> TASK TO COMPLETE: Word for word, copy out the data below, omitting pictures.
┌──
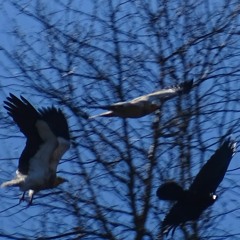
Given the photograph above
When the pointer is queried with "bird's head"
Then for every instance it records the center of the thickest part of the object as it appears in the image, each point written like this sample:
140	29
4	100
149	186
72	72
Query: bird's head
213	198
58	181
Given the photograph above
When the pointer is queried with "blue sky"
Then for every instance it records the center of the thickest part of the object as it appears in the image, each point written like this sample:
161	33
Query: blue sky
17	218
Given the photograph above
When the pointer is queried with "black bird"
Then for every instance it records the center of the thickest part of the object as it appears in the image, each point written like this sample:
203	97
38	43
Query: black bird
144	105
47	134
201	194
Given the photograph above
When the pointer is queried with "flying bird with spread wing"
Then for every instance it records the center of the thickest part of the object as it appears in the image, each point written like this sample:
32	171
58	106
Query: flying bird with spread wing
47	134
144	105
202	193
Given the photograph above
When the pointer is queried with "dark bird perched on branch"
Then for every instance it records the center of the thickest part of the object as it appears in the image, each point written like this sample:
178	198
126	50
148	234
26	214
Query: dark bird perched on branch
201	194
144	105
48	139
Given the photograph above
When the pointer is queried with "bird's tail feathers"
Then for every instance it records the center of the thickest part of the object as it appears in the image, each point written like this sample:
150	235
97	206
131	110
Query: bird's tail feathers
104	114
12	183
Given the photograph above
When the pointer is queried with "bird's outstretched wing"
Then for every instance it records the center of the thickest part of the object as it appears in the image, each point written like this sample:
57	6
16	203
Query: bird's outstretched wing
143	105
212	173
25	116
167	93
59	126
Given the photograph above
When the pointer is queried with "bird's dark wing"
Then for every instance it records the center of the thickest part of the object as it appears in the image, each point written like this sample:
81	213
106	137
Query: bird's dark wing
59	126
25	116
188	208
56	121
170	191
212	173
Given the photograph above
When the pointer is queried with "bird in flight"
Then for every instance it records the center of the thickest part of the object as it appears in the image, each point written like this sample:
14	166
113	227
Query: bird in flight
201	194
144	105
47	134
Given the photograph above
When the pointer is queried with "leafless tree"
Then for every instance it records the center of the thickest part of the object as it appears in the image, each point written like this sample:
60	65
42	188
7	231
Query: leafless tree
78	54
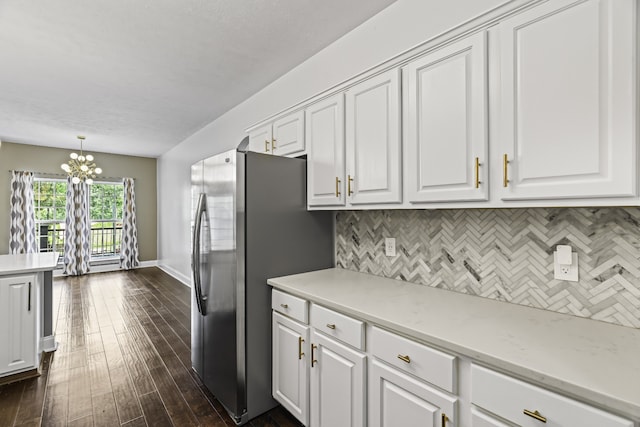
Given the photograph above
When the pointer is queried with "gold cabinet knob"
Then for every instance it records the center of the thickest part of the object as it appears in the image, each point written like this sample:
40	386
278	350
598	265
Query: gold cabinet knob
404	358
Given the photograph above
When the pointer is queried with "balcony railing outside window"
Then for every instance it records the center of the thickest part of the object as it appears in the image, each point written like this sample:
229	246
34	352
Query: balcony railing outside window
106	202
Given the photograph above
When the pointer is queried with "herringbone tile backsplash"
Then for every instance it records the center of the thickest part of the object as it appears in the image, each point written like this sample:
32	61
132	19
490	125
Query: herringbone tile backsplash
505	254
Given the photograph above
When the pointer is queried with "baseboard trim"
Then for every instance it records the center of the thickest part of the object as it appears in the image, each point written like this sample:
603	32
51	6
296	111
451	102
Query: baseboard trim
48	343
185	280
104	268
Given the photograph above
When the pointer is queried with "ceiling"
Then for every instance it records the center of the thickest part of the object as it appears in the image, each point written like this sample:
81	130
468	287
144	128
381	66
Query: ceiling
138	77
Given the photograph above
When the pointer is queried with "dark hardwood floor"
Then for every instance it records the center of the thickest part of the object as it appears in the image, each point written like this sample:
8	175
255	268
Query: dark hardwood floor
123	359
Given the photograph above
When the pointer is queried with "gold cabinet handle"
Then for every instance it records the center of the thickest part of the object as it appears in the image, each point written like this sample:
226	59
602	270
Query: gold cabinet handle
406	358
300	353
313	353
505	175
536	415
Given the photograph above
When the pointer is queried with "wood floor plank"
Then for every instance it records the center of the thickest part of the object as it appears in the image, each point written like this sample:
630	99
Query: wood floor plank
79	393
56	408
104	410
82	422
33	395
10	395
138	422
99	374
154	411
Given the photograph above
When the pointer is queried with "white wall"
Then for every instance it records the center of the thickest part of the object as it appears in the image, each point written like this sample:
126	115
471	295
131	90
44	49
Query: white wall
401	26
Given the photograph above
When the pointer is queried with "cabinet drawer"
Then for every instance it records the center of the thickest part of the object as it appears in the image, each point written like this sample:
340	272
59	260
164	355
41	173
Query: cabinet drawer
293	307
510	398
431	365
339	326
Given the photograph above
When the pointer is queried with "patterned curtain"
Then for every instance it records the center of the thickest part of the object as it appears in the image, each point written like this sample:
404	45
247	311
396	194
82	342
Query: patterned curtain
77	233
22	231
129	245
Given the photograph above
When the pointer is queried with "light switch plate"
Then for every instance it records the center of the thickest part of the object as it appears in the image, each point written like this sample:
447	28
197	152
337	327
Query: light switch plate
566	272
390	246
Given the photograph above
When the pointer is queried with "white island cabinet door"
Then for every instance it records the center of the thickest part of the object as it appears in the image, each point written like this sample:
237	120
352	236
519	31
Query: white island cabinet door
373	140
568	82
337	384
290	374
324	133
396	399
18	308
446	123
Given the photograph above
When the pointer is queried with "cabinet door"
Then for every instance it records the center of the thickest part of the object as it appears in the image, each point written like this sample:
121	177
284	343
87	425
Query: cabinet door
260	139
324	131
480	419
288	134
568	100
446	119
396	399
290	373
337	384
18	307
373	140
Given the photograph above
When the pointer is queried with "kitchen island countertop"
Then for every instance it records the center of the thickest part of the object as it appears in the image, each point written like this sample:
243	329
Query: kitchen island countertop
595	361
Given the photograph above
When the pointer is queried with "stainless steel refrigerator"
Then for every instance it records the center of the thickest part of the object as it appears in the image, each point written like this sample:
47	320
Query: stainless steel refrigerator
249	223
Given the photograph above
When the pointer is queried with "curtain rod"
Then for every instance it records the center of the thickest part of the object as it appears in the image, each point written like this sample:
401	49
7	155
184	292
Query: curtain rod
64	175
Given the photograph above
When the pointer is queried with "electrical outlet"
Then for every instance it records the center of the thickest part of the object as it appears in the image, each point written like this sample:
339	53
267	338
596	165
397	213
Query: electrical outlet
566	272
390	246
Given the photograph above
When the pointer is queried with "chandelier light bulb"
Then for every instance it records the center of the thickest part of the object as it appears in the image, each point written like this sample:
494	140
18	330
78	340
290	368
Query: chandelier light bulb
81	168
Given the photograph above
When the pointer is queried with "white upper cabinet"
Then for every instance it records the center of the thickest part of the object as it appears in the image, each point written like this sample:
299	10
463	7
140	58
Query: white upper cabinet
283	137
446	123
568	109
324	132
373	140
260	139
288	134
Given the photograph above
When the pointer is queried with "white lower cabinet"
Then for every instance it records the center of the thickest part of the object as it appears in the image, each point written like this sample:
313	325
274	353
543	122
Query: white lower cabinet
290	384
529	406
337	384
397	399
18	316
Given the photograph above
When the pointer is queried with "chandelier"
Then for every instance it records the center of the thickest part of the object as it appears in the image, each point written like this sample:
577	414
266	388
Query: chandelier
81	167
└──
> ANSWER BELOW:
Given the photograph above
When the pointer is queried with "bird's head"
Then for every instance it records the center of the thickest part of the object as it appears in the image, each point written like this sample:
140	29
4	100
149	186
72	72
Query: bird's head
213	198
58	181
Given the photograph above
When the pointer is queried with "blue sky"
Then for every instance it records the center of the thickest part of the object as it appears in the image, each point written like this sample:
161	33
Query: blue sky
17	218
Given the photograph above
When the pointer is queried with "black bird"
Then for every instance it records the center of the thickest part of the object as it appears in the image, each point written like this sample:
203	97
38	43
Query: black bird
144	105
47	134
201	194
Given the photograph above
When the pointer is queried with "flying bird with spread wing"
Then for every instance it records the center of the thickest part of the object as it appears in the image, each point written like this sample:
32	171
58	106
Query: flying bird with spread wing
47	134
144	105
202	193
Given the photograph above
When the pointer is queried with "dark bird perched on branch"
Then for every instance it records the center of the thickest part of the object as it appears in the image, each point written like this sample:
178	198
126	50
148	234
26	214
Query: dark bird perched on branch
201	194
144	105
48	139
Given the photograph above
When the pointer is queried with "bird's tail feathers"
Then for every instance it records the center of the thickest part of the object as it appears in the image, each point written like this sample:
150	235
97	206
131	110
Query: bird's tail feathers
104	114
12	183
Given the photograph above
When the pointer is queried with "bird's outstretched wing"
Then for every instance it records the center of the thickest part of the object as it appears in the image, each point written like this sample:
57	6
16	203
Query: bird's outstretched wing
143	105
212	173
25	116
167	93
59	126
Given the photograph above
When the pointer is queried with "bird's dark wing"
Then for every instance it records the center of the thickest part of the object as it appears in the image, each point written like this sample:
81	213
106	137
Query: bird's dark wing
59	126
25	116
188	208
56	121
170	191
212	173
Given the photograph above
When the pointer is queried with "bird in flight"
Then for every instance it records the center of the thickest part of the object as it appears in the image, each point written like this sample:
14	166
113	227
Query: bird in flight
201	194
144	105
47	134
Given the photograph above
When the pointer is queried with "leafless tree"
Then for every instance it records the center of the thickest part of the object as it appears in the image, each point written like this sample:
60	65
42	188
7	231
Query: leafless tree
78	54
Given the photograph above
When the pointer is queried with "gold cabinet knob"
Then for every instance it records the center of the thickest part of the object as it appears in the image, each point written like this sample:
40	386
278	350
598	265
Query: gold cabinet knob
404	358
Given the photograph above
When the pointer is queried with "balcony railing outside window"
Then for every instance it records the center of the thickest part of the object as it appears in the image, each point written like this sample:
229	246
34	352
Query: balcony railing outside window
106	202
Given the photograph above
When the pointer is queried with "herringbone tile backsplash"
Then for every instance it records the center of the thickest part of the object as it appears in the image, each point written like this sample:
32	61
132	19
490	125
Query: herringbone tile backsplash
505	254
Given the photograph above
When the pointer is queried with "baseboard trim"
Then for every instance it records the center of the thickest part of the object as it appears in the image, each point written like this sample:
603	32
51	6
296	111
451	102
Query: baseboard trim
48	343
185	280
104	268
Given the photograph above
When the pointer is queried with "ceiling"
Then for every instance it records the center of the thickest part of the object as it appears in the image, each point written like this sample:
81	130
468	287
144	128
381	66
Query: ceiling
138	77
Given the photograph above
When the pointer is queried with "dark hardwood floor"
Then for every instance it records the center of the thickest part of the object as it appears in the image, each point written like this sample:
8	175
255	268
Query: dark hardwood floor
123	359
Given the photograph above
When the pointer is queried with "gold cabinet handle"
Then for every instance it records the center of the thickest part of the object as it appears in the image, each point written like this sample:
226	59
602	270
Query: gold cabinet handle
406	358
300	353
313	353
505	175
536	415
Given the photograph above
When the pointer is queried with "wood floor plank"
Then for every instance it records the center of the thickest part of the object as it appears in the image, each point written like this sample:
630	99
Query: wood floor plank
79	393
56	408
104	410
82	422
33	395
10	395
138	422
99	374
154	411
Given the photograph above
When the pointer is queried with "white wall"
Then for every instance it records the center of the thickest part of the object as it appears in the image, each point written like this sample:
126	115
471	295
131	90
44	49
Query: white wall
401	26
Given the photograph above
When the pointer is queried with "cabinet drawer"
Then for every instance it records the center of the thickest part of the object as it appears in the image, each point written like this sample:
340	272
59	260
164	355
41	173
Query: cabinet drawer
293	307
510	398
431	365
339	326
Given the photograph above
When the pointer is queried with "patterned curtain"
Then for every instance it records the center of the thickest part of the object as it appears in the image, each point written like this sample:
404	45
247	311
396	194
82	342
Query: patterned curtain
77	233
22	231
129	245
Given the photograph above
When the pointer is queried with "light switch plate"
Then for every instance it records the center of the thickest part of the object as it appears in the image, each point written like this sample:
447	28
197	152
337	327
Query: light switch plate
566	272
390	246
Given the photograph above
When the pointer is queried with "white island cabinet door"
Then for every instance it records the center of the thickest part of the object as it appears in the image, each point written like this sample:
237	120
352	236
519	31
Query: white island cabinet door
373	140
568	82
337	384
290	374
324	133
396	399
18	308
446	123
Given the photograph above
When the pointer is queried with "cabinet door"
Then for every instance it records the center of the thickest part of the object as it appears in the image, each point written like this sample:
121	177
284	343
87	425
Query: cabinet door
260	139
324	131
480	419
288	134
568	100
446	119
396	399
290	373
337	384
18	307
373	140
Given the photograph above
When the pointer is queried with "kitchen island countertop"
Then for every instance it records the center of the thickest part of the object as it appears in the image, each point written like this sample:
243	329
Query: kitchen island countertop
595	361
Given the photograph above
When the pointer is queried with "stainless steel refrigerator"
Then for every instance it records the center of the thickest part of the object as it appears in the image, each point written like this sample:
47	320
Query: stainless steel refrigerator
249	223
Given the photograph above
When the pointer is queried with "curtain rod"
Then for every instance it records the center of the thickest part of the object as it appears in the image, each point written like this sample:
401	49
7	155
184	292
Query: curtain rod
64	175
Given the photograph above
When the pointer is queried with "electrical outlet"
Then for every instance it records the center of the thickest part of the object as it appears in the image, each point written like this sample:
339	53
267	338
596	165
397	213
Query: electrical outlet
566	272
390	246
Given the photograph above
When the pointer is queried with "chandelier light bulb"
Then for every instance it records the center of the thickest part of the object as it appears in the image, each point written like this sample:
494	140
18	330
78	340
290	368
Query: chandelier light bulb
81	168
Given the photograph above
When the pointer is queried with "white upper cabinet"
Then for every instance it records the center of the thickest part of the object as it appears in the image, each point written like this sample:
299	10
463	7
140	58
Query: white upper cabinet
283	137
446	123
568	109
324	132
373	140
260	139
288	134
Given the photograph above
When the pointer is queried with "white lower cabinet"
Then for every instance it records the center of the thickest part of the object as it appears in the image, each point written like this sample:
313	325
274	353
543	122
Query: white lower cabinet
290	384
529	406
337	384
397	399
18	316
Given the photograph above
When the pointer is queried with "chandelier"
Then for every instance it records the center of the thickest part of the object as it appears in the image, each point written like this sample:
577	414
266	388
Query: chandelier
81	167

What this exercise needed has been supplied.